(Selected passage)

◇ ◇ ◇ ◇

Among Korea’s tycoon class, the family that controls LG Group is known to stick to very conservative traditions. The chairman position goes to the oldest son, and the women in the family are not involved in the group’s businesses.

There are even stories that wives or daughters in the family are scolded by their male relatives if they get too boisterous while playing golf at Konjiam Country Club in Gwangju, Gyeonggi, which is owned by LG.

But the glass ceiling at LG has finally cracked. According to Our Home, a food company in the group, Executive Director Koo Jee-eun was promoted to vice president on Monday.

The 48-year-old is the youngest daughter of the company’s chairman, Koo Ja-hak, who has one son and three daughters. The 85-year-old is the third son of LG Group founder Koo In-hwoi and a younger brother of LG Group’s honorary chairman, Koo Cha-kyung, 89.

◇ ◇ ◇ ◇

(Data segment)
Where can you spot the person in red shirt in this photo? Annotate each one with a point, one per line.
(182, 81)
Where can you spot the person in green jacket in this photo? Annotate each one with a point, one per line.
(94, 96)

◇ ◇ ◇ ◇

(What to do)
1 - According to the article on the LG family, what position was Koo Jee-eun promoted to on Monday?
2 - Pick up the article on the LG family after its last sentence and keep writing it.

(Outputs)
1 - Vice president.

2 -
After earning a bachelors degree in business from Seoul National University, Koo Ji-eun earned a masters degree in human resources from Boston University. She then worked as a consultant at the Samsung Human Resource Development Institute and Watson Wyatt Korea.

Since she started working at Our Home in 2004, Koo has launched many new products and showed a talent for finding new business opportunities. She reportedly played a major role in helping the company boost its revenue from 500 billion won ($454 million) in 2004 to 1.3 trillion won last year.

When she managed the company’s food materials purchasing business, she developed good partnerships with global companies such as

Campbell’s Soup and sold imported food materials in the domestic market. That led her division to see growth of 200 percent in revenue in the last two years. Her impressive résumé has forestalled any complaints within the family about her rise.

Koo also personally owns a 20.67 percent stake in Our Home shares. She is the only daughter involved in Our Home’s business.
Industry insiders say Koo was influenced by her mother, Lee Sook-hee, the elder sister of Samsung Group Chairman Lee Kun-hee.

“Samsung has a different family tradition that allows female relatives to get involved in the group’s business when they show potential,” said an industry source. “It looks like Samsung’s tradition, taught by her mother, helped her to settle in as a businesswoman.”